Work item: Lines below that include "image" are the answer; copy each one.

Material provided:
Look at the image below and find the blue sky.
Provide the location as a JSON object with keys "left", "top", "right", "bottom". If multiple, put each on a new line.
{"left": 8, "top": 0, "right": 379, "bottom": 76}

==

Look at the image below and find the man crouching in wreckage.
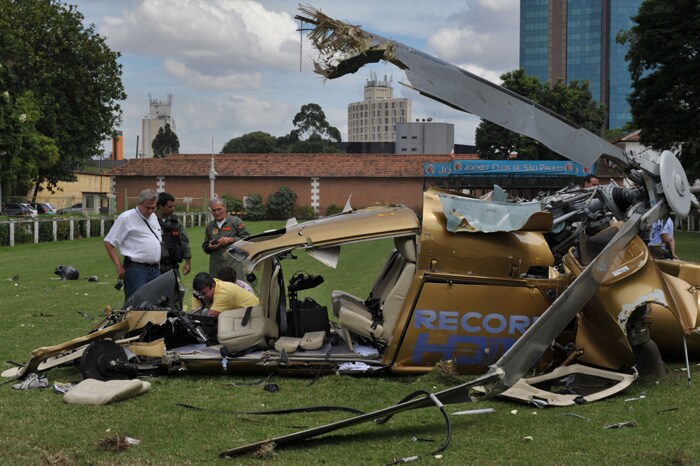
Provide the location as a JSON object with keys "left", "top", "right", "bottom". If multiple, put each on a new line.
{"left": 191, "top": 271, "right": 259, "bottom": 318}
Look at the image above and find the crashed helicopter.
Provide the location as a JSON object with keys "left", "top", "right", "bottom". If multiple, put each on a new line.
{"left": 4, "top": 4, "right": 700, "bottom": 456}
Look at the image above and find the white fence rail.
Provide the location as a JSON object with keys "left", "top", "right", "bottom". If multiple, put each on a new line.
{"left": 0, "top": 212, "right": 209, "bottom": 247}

* * *

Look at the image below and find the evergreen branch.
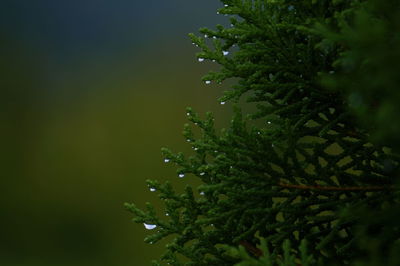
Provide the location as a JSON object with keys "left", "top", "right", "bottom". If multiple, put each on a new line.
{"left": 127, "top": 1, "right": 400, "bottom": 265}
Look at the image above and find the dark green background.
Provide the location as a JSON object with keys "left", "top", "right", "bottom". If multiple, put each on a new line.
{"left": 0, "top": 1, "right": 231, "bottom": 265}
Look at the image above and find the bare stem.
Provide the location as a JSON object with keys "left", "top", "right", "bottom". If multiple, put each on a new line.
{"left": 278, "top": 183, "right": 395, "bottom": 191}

The answer:
Look at the image below and find the blue sky.
Look at the image below and find the man crouching in wreckage.
Look at the image above and find the crashed helicopter.
Look at the image above and find the white fence rail.
Look at the image below and find the evergreen branch.
Look at the image above and find the dark green background.
Look at the image above and find the bare stem.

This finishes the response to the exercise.